▶ [Exercise objective]:
Be exact. Print each record as it stands.

▶ [Records provided]:

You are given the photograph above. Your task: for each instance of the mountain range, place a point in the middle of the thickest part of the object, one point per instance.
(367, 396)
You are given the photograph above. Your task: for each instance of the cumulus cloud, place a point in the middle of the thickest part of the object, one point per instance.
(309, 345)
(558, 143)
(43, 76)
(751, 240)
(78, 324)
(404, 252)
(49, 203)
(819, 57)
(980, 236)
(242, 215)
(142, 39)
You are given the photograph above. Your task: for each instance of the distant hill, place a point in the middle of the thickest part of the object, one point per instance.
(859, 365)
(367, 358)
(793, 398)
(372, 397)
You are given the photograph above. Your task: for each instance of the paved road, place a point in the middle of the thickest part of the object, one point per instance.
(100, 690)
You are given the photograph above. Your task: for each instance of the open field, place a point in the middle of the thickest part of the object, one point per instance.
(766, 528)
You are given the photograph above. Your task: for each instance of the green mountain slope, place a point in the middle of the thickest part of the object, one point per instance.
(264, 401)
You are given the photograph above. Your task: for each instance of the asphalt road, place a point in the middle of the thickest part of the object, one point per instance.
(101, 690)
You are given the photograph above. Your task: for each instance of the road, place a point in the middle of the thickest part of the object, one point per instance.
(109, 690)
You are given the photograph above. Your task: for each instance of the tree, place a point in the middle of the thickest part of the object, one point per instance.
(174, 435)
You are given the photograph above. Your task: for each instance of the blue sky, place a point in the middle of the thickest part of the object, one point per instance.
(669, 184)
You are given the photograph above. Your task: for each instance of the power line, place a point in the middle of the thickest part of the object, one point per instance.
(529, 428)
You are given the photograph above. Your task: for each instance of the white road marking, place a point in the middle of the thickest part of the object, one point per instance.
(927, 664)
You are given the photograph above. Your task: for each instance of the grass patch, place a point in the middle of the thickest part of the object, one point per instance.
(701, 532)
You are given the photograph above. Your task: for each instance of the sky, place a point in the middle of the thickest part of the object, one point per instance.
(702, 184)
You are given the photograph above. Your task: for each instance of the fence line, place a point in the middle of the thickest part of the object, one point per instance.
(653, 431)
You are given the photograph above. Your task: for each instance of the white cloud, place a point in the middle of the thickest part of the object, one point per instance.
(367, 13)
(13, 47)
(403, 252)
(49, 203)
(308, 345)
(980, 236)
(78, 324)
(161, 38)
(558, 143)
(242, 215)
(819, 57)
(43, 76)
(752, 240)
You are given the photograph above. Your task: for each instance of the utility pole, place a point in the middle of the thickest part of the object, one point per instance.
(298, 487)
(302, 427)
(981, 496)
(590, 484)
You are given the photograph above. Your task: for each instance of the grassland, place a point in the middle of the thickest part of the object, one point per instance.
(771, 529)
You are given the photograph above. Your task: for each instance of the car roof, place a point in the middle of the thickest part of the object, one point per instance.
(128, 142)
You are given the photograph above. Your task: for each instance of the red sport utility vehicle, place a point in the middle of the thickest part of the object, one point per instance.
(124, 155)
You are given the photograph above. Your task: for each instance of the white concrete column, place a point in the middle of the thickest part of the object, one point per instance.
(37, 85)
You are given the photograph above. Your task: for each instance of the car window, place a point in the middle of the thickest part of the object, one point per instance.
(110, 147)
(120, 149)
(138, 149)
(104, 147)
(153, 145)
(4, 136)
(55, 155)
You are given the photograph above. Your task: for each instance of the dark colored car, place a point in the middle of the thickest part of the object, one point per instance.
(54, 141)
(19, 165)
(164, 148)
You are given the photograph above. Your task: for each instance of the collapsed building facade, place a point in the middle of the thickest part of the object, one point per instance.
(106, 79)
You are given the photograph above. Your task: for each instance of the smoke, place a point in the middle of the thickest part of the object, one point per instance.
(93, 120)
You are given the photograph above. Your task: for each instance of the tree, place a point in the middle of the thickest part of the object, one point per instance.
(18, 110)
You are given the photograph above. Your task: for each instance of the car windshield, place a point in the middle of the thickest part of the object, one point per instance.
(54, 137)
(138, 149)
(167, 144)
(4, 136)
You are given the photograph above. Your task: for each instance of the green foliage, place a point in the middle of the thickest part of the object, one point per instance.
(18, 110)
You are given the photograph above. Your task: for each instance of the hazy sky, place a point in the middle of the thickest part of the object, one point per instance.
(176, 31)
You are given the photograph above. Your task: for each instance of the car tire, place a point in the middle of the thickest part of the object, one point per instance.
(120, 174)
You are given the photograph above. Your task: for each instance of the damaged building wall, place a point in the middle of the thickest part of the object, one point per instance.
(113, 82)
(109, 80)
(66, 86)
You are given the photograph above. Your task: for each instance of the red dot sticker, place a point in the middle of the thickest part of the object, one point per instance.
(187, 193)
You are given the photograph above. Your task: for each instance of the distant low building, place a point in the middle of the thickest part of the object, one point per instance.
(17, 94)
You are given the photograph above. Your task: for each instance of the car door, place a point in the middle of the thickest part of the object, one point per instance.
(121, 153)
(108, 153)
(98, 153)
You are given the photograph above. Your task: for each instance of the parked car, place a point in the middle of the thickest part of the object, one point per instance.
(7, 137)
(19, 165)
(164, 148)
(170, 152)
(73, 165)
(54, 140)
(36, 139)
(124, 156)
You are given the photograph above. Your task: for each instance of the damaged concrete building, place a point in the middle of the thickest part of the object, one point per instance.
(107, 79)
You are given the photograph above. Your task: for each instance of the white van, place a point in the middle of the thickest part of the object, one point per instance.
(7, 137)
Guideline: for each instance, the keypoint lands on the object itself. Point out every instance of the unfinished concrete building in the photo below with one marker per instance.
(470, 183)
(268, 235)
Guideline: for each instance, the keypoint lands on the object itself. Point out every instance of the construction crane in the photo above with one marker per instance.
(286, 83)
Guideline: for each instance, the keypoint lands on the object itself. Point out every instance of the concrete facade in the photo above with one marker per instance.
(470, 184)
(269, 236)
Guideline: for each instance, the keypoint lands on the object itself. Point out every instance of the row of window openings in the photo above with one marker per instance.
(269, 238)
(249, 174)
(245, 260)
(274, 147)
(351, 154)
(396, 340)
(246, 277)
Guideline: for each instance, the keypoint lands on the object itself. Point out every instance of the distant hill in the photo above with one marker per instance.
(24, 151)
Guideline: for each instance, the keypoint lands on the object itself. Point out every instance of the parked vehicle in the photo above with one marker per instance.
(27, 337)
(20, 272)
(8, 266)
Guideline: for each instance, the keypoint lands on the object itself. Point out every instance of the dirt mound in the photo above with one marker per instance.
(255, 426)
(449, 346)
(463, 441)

▶ [Task output]:
You are given the photograph above. Your task: for each instance of the mountain range, place a point in the middle of the thickest part of the object, one point per instance.
(367, 396)
You are given the photograph above. Your task: for each instance of the cumulus cloud, place a point in the middle of the thickest part of the object, one point per instance.
(309, 345)
(558, 143)
(43, 76)
(751, 240)
(78, 324)
(404, 252)
(49, 203)
(819, 57)
(980, 236)
(242, 215)
(142, 39)
You are given the photograph above. Your task: for each instance of the distant hill, place a point in the middle of the thickest part of the object, one point per instance.
(859, 365)
(367, 358)
(793, 398)
(372, 397)
You are given the photograph above. Your task: for each instance of the paved road, place a point in the middle of the thickest part of the object, one point per instance.
(100, 690)
You are given the photograph above. Your task: for each instance of the open field, place a point in the middle of the thickest part of the object, one point per instance.
(766, 528)
You are given the photograph above. Your task: for each instance of the green mountain slope, place a point in the middle of the thickest part of the object, one point per instance.
(264, 401)
You are given the photograph above. Your task: for each instance of the asphalt road, place a point in the middle of the thickest part of the object, one point per instance.
(101, 690)
You are given the photograph above. Your task: for each instance of the road, place a point in the middle of the thickest part of the object, one point per instance.
(109, 690)
You are given the photograph above. Your task: for each instance of the tree, place a point in the middle of the thickest part of the object, one point per instance.
(174, 435)
You are given the photograph above. Your task: for each instance of the blue sky, place a point in the middle of the thickest part of the object, one point per instance.
(669, 184)
You are given the photograph above. Your task: for each instance of the power line, place a point in the middle of the thickest part of the object, one point per instance.
(529, 428)
You are given the photograph above. Your task: for each instance of the white road marking, place a point in the middle of the thickest part of the object, one point per instance.
(927, 664)
You are given the photograph above. Your task: for each instance of the grass patch, place a point in the middle of the thickest part of the object, one point per instance.
(701, 532)
You are given the photograph above. Your task: for each instance of the sky, place a point in the middle of the thickest part of the object, one point per instance.
(702, 184)
You are given the photograph above. Your task: for each instance of the fence line, place a point in the middle of the thickest part of the object, one point per instance.
(653, 431)
You are given the photograph above. Your task: for each instance of the white cloud, place a point in the middle of the thickest part of the object, one point per instance.
(367, 13)
(13, 47)
(403, 252)
(49, 203)
(308, 345)
(980, 236)
(78, 324)
(161, 38)
(558, 143)
(242, 215)
(819, 57)
(43, 76)
(752, 240)
You are given the photograph above. Your task: for each instance of the utility pole, place a point in the middle of the thickest part of the object, one point per instance.
(298, 487)
(302, 427)
(981, 496)
(590, 484)
You are given the photograph above. Your task: for each instance of the grassland, place a point in the middle of the thickest part of the object, one point per instance.
(771, 529)
You are given the photograph above. Your task: for each instance of the car roof, place a point in the middle of the thickest part of the object, one point per instance.
(128, 142)
You are given the photograph above. Your task: for each instance of the red sport utility vehicle, place a point in the middle of the thickest part of the object, one point per instance.
(124, 155)
You are given the photograph above. Your task: for each instance of the white concrete column, place a point in the middle of the thickest part of the object, one point per instance.
(37, 85)
You are given the photograph above. Your task: for each instance of the car window, place a point in the middle of the thickest part of the object, one point per instance.
(110, 147)
(120, 149)
(138, 149)
(104, 147)
(153, 145)
(4, 136)
(55, 155)
You are given the photograph above. Your task: for each instance of the dark colored car, place a point in the middle of the thickest part of the object, one point per instance.
(54, 141)
(19, 165)
(164, 148)
You are given the photograph above. Your task: for each instance of the collapsed building facade, place a point in the middle of the thickest part of the object, one point per instance.
(106, 79)
You are given the photograph above. Your task: for each instance of the smoke, place a point in the middle of the thickest part of the object, one point per instance.
(93, 120)
You are given the photograph above. Your task: for each instance of the tree, place a point in the middle of the thickest part of the object, one point per instance.
(18, 110)
You are given the photograph above. Your task: for each instance of the car windshield, place a point in the middle of the thickest part of the object, one point per instance.
(54, 137)
(138, 149)
(167, 144)
(4, 136)
You are given the photograph above. Your task: for each instance of the green foliage, place a point in the middle of the thickest part of the object, one point per instance.
(18, 110)
You are given the photograph above. Your task: for each instance of the hazy sky, place a point in the middle of the thickest part of the object, one point per instance.
(176, 31)
You are given the photograph above. Your task: for each instance of the car tire, place a point in the middle of the thickest part of the object, one point per instance.
(120, 174)
You are given the photograph above. Your task: for each instance of the damaged building wall, place a point in the middle of the thickest part of the object, one point per instance.
(113, 82)
(109, 80)
(66, 86)
You are given the photograph above. Your task: for each instance of the red dot sticker, place a point in the middle of the thickest part of the object, one point per instance.
(187, 193)
You are given the photograph above. Your task: for each instance of the distant low building, place a point in the middle of the thickest part of the object, one point per instance.
(17, 94)
You are given the photograph above. Your task: for each instance of the car door, place a point in the middle of the thickest part of the object, one point per instance.
(121, 153)
(108, 153)
(98, 153)
You are given the photograph above. Your task: for each instance of the parked car, place a point in the middle of the thickest part of the object, one point per instance.
(7, 137)
(19, 165)
(164, 148)
(170, 152)
(73, 165)
(54, 140)
(36, 139)
(124, 156)
You are given the photograph above. Your task: for each instance of the damaged concrete building, place a point in the middle of the thickest part of the object, one point per instance.
(107, 79)
You are given the photograph above. Your task: for each instance of the white van, place a point in the middle of the thickest part of the object, one point per instance.
(7, 137)
Guideline: for each instance, the keypoint lands on the object itself. Point out every instance of the unfinished concrete building in the photo below with one marker per instance.
(470, 183)
(268, 235)
Guideline: for each instance, the keypoint lands on the object itself. Point out every instance of the construction crane in the photo above with one marker per instance.
(286, 83)
Guideline: for each instance, the keypoint lands on the object itself. Point out every instance of the concrete facade in the photo above with one marker per instance.
(470, 184)
(269, 236)
Guideline: for each instance, the keypoint lands on the object itself. Point out every instance of the row of window openings in the photo above with one marker per instance.
(269, 238)
(249, 174)
(245, 260)
(274, 147)
(351, 154)
(396, 340)
(246, 277)
Guideline: for each instance, the keypoint lands on the object itself. Point out every instance of the distant hill in the photo above with one marker per instance.
(24, 151)
Guideline: for each instance, the keypoint lands on the object itself. Point out every instance of the parked vehicle in the photo above with one marker per instance.
(27, 337)
(20, 272)
(8, 266)
Guideline: for each instance, the keypoint lands on the object itself. Point out every instance of the dirt mound in the photo above with one marker per instance.
(255, 426)
(449, 346)
(463, 441)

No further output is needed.